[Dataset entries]
Start of Block

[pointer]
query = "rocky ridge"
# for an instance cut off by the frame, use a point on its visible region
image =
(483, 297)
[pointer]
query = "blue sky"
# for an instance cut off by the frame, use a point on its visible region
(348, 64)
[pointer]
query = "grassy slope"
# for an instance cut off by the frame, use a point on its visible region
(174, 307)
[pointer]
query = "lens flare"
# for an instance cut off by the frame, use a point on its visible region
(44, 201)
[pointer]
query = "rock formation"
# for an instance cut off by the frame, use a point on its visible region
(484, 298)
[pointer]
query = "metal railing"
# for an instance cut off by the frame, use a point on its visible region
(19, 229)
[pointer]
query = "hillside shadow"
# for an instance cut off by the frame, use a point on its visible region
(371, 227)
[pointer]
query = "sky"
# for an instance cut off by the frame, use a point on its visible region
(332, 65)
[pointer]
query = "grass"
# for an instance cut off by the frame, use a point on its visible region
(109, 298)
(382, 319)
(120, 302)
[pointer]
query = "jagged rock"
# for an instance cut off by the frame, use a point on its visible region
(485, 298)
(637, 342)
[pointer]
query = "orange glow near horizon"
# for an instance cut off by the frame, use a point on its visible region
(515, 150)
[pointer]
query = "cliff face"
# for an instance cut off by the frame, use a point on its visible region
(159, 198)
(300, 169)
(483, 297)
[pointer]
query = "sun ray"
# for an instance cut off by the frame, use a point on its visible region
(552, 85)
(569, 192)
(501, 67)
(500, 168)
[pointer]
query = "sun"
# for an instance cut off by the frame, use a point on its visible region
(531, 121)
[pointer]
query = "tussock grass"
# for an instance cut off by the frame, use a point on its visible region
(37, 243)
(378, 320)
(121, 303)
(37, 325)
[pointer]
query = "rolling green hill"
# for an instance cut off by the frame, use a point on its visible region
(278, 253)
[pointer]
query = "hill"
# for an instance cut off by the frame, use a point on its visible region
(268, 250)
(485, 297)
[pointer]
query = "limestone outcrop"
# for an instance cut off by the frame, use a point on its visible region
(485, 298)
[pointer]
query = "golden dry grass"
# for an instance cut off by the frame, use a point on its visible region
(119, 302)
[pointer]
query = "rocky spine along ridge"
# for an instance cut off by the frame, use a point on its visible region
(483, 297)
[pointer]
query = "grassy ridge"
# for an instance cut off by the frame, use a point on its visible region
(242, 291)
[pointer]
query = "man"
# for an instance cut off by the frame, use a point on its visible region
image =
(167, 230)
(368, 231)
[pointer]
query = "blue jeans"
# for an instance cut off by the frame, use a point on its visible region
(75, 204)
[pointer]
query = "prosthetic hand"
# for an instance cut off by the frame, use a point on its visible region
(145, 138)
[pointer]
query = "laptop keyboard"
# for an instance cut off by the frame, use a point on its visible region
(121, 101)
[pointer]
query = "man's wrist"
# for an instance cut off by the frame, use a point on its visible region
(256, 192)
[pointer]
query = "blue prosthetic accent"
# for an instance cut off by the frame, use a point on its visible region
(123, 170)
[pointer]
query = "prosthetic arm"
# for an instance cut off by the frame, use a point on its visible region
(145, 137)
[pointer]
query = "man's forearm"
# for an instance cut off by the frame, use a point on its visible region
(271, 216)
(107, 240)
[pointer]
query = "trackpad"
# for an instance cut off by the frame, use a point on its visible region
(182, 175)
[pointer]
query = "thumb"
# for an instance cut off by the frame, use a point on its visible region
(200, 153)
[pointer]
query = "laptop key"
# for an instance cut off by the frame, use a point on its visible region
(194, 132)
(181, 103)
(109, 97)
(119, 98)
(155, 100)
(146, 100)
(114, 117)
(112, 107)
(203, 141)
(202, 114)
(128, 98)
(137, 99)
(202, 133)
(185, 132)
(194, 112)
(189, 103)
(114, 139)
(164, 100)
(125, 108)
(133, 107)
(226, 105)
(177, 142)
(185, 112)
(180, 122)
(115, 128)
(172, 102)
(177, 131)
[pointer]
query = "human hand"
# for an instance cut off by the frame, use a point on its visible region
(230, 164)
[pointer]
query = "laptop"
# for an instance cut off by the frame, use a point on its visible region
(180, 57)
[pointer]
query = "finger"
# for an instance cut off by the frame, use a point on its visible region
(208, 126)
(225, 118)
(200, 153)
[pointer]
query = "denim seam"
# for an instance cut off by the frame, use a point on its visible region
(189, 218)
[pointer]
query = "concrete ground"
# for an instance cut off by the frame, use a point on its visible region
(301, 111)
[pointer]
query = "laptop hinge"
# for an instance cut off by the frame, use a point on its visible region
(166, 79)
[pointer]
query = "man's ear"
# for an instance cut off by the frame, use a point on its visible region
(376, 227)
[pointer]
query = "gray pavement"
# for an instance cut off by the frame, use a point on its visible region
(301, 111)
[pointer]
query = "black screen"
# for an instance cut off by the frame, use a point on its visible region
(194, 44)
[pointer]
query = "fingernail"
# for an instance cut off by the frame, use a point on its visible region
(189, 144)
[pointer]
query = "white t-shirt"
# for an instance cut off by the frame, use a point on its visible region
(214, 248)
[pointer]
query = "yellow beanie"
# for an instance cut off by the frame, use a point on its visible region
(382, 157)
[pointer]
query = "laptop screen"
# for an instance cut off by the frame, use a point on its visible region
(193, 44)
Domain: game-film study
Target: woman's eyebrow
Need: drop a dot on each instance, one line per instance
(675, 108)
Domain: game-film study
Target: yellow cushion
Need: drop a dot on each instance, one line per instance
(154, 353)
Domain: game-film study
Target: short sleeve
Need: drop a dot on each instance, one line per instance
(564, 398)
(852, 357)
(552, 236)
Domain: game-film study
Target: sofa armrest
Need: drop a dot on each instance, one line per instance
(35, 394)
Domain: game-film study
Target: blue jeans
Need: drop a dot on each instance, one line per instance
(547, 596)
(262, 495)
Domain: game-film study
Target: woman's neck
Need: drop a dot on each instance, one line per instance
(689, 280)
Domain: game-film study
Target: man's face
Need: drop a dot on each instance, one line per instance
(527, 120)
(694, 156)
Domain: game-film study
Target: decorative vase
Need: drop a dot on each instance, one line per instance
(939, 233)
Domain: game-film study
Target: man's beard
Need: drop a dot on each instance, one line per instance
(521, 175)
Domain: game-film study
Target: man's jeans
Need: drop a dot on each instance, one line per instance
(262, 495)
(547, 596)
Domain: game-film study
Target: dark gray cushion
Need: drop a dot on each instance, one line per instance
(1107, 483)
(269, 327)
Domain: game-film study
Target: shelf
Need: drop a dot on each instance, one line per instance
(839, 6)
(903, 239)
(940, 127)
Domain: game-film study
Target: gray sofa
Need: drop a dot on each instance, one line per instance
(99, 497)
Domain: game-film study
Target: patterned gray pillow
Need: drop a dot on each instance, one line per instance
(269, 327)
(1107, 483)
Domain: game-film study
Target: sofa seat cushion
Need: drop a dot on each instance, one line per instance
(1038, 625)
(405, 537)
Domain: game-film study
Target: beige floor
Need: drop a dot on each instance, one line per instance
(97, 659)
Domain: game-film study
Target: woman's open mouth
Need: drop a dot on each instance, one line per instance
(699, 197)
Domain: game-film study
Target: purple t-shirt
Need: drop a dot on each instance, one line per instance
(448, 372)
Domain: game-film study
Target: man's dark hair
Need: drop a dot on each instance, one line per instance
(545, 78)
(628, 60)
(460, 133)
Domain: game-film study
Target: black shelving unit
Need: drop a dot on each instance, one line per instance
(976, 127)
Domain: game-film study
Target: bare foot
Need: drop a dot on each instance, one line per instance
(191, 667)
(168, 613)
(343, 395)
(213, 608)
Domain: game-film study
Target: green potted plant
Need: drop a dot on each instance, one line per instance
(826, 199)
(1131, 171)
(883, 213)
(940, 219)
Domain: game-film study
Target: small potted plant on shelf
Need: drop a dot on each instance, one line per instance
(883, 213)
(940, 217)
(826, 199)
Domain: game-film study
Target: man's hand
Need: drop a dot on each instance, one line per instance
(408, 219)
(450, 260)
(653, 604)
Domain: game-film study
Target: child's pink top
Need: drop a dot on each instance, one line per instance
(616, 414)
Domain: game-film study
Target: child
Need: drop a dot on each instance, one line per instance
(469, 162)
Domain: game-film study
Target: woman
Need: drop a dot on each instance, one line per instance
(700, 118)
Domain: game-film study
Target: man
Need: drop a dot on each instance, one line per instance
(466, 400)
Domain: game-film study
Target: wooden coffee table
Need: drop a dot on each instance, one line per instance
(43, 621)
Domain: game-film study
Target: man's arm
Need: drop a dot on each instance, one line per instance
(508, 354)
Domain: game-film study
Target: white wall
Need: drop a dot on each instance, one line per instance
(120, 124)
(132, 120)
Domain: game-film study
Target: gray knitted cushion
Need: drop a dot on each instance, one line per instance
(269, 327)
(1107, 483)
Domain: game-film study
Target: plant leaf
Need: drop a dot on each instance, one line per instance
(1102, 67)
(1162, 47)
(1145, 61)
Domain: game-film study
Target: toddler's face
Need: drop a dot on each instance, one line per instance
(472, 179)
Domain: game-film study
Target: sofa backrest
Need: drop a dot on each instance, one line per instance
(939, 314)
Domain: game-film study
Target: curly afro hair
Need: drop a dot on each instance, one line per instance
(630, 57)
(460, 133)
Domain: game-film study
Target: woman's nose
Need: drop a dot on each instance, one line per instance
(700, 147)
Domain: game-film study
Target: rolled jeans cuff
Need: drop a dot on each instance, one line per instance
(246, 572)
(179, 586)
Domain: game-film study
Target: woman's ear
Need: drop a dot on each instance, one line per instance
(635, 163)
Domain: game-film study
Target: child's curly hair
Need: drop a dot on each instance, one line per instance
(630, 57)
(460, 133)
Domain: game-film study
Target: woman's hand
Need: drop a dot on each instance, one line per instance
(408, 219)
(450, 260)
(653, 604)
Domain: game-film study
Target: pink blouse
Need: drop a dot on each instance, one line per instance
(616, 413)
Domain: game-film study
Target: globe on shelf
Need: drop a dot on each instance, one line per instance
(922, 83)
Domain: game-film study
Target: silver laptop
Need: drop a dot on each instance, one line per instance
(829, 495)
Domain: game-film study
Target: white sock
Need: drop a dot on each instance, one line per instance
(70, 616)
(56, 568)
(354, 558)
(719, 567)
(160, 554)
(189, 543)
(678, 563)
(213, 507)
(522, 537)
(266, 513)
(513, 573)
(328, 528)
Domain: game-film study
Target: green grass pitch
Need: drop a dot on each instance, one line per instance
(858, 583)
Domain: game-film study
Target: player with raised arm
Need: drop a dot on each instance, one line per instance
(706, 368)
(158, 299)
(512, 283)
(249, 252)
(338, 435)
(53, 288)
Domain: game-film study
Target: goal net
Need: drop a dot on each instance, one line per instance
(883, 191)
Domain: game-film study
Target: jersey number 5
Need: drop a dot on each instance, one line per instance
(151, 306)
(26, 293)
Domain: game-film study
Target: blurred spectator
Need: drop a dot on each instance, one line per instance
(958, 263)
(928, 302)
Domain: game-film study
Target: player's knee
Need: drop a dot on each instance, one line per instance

End of Block

[Task instructions]
In your answer, include only the lines above starting at the line that holds "Target: child's pink top" and ending at the line that holds "Target: wooden coffee table", copied exactly.

[Reply to the exercise]
Target: child's pink top
Need: drop a dot on each instance, one line per instance
(616, 414)
Domain: game-film study
Target: child
Need: drop a dot on each instance, one line per instance
(469, 162)
Domain: game-film study
Target: woman
Need: drop a dot on each instance, one line per instance
(700, 118)
Domain: game-film study
Target: man
Need: drop a dot on each instance, one line per instance
(466, 400)
Domain: game-film study
Target: wooden coffee table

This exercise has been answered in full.